Ein Datenblock:
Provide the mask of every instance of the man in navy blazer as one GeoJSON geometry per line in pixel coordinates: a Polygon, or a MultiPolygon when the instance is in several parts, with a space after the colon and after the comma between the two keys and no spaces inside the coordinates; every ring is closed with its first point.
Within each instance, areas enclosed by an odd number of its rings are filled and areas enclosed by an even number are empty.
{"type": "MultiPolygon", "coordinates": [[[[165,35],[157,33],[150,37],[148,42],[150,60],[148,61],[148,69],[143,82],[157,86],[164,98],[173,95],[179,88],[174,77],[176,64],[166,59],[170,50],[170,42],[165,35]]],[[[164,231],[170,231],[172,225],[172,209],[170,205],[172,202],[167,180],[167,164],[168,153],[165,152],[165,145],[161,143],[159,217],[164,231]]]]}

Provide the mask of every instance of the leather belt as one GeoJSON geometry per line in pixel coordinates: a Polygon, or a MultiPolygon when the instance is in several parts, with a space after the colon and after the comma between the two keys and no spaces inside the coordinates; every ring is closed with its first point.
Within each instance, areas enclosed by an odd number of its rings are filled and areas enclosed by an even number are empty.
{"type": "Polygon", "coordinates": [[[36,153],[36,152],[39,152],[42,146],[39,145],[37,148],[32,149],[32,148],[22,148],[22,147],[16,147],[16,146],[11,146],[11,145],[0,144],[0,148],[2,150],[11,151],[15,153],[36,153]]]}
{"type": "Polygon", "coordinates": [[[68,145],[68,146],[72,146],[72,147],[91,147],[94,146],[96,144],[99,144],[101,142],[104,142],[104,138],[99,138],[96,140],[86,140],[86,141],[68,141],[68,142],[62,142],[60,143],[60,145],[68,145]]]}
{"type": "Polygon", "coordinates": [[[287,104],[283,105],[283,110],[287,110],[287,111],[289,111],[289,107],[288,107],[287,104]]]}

AUFGABENSTELLUNG:
Überarbeite die Zeilen oben, indem du jedes „pixel coordinates“ durch „image coordinates“ ersetzt. Alles andere bleibt unverändert.

LÖSUNG DER AUFGABE:
Provide the mask of every instance of the man in navy blazer as one GeoJSON geometry per line in image coordinates: a Polygon, or a MultiPolygon when the instance is in several parts, with a space after the colon and after the comma between the two keys and no spaces inside the coordinates; every ring is closed with its first point.
Within each instance, areas enclosed by an odd number of its rings are filled and areas enclosed by an even number are empty.
{"type": "MultiPolygon", "coordinates": [[[[165,35],[157,33],[150,37],[148,42],[150,60],[148,61],[148,69],[143,82],[157,86],[164,98],[173,95],[179,88],[174,77],[176,64],[166,59],[170,50],[170,42],[165,35]]],[[[164,231],[170,231],[172,225],[172,209],[170,205],[172,202],[167,180],[167,164],[168,153],[165,152],[165,145],[161,143],[159,217],[164,231]]]]}

Provide the mask of every instance of the leather belt as one GeoJSON geometry per line in image coordinates: a Polygon, or a MultiPolygon when the instance is in several parts, with a space after the colon and after the comma between the two keys and no spaces inside the coordinates; every ring is closed with its first point.
Within each instance, areas enclosed by an odd number of its rings are filled and areas enclosed by an even number are empty.
{"type": "Polygon", "coordinates": [[[36,153],[36,152],[39,152],[42,146],[39,145],[37,148],[32,149],[32,148],[22,148],[22,147],[16,147],[16,146],[11,146],[11,145],[0,144],[0,148],[2,150],[11,151],[15,153],[36,153]]]}
{"type": "Polygon", "coordinates": [[[68,145],[68,146],[72,146],[72,147],[91,147],[94,146],[96,144],[99,144],[101,142],[104,142],[104,138],[99,138],[96,140],[86,140],[86,141],[68,141],[68,142],[62,142],[60,143],[60,145],[68,145]]]}
{"type": "Polygon", "coordinates": [[[287,104],[283,105],[283,110],[287,110],[287,111],[289,111],[289,107],[288,107],[287,104]]]}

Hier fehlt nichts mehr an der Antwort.